Birinci ''Ergenekon'' davasında, sesi ve görüntüsü değiştirilerek duruşma salonuna yansıtılan gizli tanık ''Aydın-1'''in kimliği sanık avukatlarından Vural Ergül tarafından açıklandı. Ergül, ''Aydın-1''in gazeteci İ.A. olduğunu ileri sürdü. Savcı, duruşma sırasında gizli tanığın kimliğini açıkladığı gerekçesiyle avukat Vural Ergül hakkında işlem yapılması için duruşma tutanaklarının Silivri Cumhuriyet Başsavcılığına gönderilmesini talep ederek, gizli tanığın da tanık koruma kanunu kapsamına alınmasını istedi.

 19.04.2011: Balyoz'da 3.ret: Hakimler arasında gerilim:

İstanbul 11. Ağır Ceza Mahkemesi, 'Balyoz Planı' davasındaki 162 sanığın tutukluluk hallerinin kaldırılması yönündeki taleplerini 3. kez oy çokluğuyla reddetti. Balyoz davasında üçüncü kez şerh koyan ve sanıkların serbest bırakılmaları gerektiğini ifade eden mahkeme başkanı Şeref Akçay, hem kendi üyelerini, hem de Balyoz davasına bakan mahkemeye inanılmaz eleştiriler getirdi. Akçay üye hakimleri nezaketsizlikle suçlarken, adliyede kendisine selam verilmenin dahi kesildiğini iddia etti. Üye hakimler Metin Özçelik ve Birol Bilen ise kendi mahkemelerinin eski kararlarından örnekler vererek başkan Akçay'ın ihsas-ı reyde bulunduğunu belirtti. Başkan Akçay'ın muhalefet şerhlerinden cesaret alan genelkurmay '6 Nisan Muhtırası' olarak nitelendirilen şok bir bildiri ile tutukluluk kararlarını anlayamadığını belirtmişti.

▶ Sağlanan materyal:
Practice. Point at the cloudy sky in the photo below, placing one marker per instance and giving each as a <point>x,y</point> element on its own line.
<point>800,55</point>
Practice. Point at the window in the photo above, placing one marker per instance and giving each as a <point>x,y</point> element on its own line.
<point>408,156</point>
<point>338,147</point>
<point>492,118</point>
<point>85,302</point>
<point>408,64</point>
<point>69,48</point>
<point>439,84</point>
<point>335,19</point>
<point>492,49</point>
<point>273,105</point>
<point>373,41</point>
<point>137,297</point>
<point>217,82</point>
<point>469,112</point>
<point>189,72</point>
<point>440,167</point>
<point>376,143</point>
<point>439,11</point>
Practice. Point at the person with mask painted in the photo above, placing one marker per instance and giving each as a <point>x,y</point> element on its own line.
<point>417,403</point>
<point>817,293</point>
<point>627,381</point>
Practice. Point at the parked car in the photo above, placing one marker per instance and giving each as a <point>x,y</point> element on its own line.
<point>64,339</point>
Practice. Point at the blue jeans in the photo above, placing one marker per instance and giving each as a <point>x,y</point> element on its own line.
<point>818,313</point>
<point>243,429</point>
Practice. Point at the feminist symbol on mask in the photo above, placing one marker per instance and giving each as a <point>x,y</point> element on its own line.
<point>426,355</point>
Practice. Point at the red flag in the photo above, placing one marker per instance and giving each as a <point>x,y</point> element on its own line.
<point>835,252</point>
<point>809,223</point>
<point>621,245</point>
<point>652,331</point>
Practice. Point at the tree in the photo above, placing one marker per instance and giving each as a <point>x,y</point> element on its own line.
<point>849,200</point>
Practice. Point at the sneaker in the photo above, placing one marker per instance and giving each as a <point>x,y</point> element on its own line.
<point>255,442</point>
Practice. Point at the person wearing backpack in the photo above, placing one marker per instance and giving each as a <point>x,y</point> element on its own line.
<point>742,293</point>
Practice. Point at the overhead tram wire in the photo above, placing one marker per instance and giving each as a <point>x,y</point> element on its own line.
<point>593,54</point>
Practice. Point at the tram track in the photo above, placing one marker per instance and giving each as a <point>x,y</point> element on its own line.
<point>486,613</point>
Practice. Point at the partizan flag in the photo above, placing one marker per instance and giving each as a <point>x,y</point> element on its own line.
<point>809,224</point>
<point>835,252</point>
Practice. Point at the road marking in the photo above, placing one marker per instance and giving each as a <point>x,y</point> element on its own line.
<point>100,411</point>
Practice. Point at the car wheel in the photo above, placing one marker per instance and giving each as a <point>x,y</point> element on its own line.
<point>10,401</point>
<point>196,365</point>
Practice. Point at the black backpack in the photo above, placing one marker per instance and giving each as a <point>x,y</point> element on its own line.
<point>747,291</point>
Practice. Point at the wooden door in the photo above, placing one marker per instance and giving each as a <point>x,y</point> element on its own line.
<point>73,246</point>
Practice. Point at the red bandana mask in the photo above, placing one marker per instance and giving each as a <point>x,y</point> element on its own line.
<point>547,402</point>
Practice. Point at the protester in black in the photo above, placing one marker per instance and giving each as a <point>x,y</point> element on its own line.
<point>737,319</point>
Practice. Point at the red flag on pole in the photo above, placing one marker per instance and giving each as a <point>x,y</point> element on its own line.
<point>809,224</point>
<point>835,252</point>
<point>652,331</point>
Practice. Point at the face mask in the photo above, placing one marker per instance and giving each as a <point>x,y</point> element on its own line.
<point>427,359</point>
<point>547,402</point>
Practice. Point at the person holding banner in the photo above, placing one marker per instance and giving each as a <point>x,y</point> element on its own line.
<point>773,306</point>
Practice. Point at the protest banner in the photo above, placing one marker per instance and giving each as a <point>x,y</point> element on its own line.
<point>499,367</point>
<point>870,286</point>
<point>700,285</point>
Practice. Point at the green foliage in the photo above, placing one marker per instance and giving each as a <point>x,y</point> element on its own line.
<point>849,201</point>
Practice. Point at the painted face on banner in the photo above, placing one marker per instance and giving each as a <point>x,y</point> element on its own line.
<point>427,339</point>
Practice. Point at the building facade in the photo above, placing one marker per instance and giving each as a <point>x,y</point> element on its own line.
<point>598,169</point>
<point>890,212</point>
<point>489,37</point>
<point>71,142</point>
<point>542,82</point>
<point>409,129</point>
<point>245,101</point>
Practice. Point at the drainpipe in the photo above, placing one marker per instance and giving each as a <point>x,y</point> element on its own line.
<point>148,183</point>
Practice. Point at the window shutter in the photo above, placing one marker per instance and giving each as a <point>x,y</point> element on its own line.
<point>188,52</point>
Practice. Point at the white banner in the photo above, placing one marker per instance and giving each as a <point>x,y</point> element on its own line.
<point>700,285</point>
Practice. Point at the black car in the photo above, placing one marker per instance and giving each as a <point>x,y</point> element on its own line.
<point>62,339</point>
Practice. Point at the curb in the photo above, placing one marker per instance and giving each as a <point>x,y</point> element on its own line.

▶ Verilen görev A:
Ergenekon ve Balyoz davalarına dair metne göre aşağıdaki soruları yanıtlayın.
(i) Avukat Vural Ergül, gizli tanık "Aydın-1"in kim olduğunu ileri sürdü?
(ii) İstanbul 11. Ağır Ceza Mahkemesi kaç sanığın tutukluluğun kaldırılması talebini reddetti?
(iii) Başkan Akçay'ın ihsas-ı reyde bulunduğunu belirten üye hakimler kimlerdir?
▶ Verilen görev B: Ergenekon ve Balyoz davalarına dair metni son cümlesinden sonra devam ettirin.

▶ Yazılı yanıt A:
(i) Gazeteci İ.A.
(ii) 162 sanığın.
(iii) Metin Özçelik ve Birol Bilen.

▶ Yazılı yanıt B:
 22.04.2011: Ergenekon sanıklarından tanıklara ve hakimlere tehditler:

 Ergenekon davasında söz alan tutuklu sanık Semih Tufan Gülaltay, Danıştay saldırısı ile Ergenekon'un bağını gösterecek şekilde kendisi aleyhinde şok ifade veren tanık Esra Gökçimen'in yalan söylediğini iddia etti ve mahkemenin bu yalanlara müsade etmemesini istedi. 'İzin vermeniz durumunda Türkiye'nin zarar görmesine neden olursunuz. Mahkemenin vereceği karardan kimse memnun olmazsa Türkiye kaosa sürüklenir.' diyen Gülaltay, tanık Gökçimen'in tanık koruma programından faydalanması konusunda mahkemenin aldığı kararı da eleştirdi. Bugünkü duruşmada birçok Ergenekon sanığı ile hakimler arasında daha önceki duruşmalarda yaşanmadığı kadar sert ve yoğun tartışmalar yaşandı.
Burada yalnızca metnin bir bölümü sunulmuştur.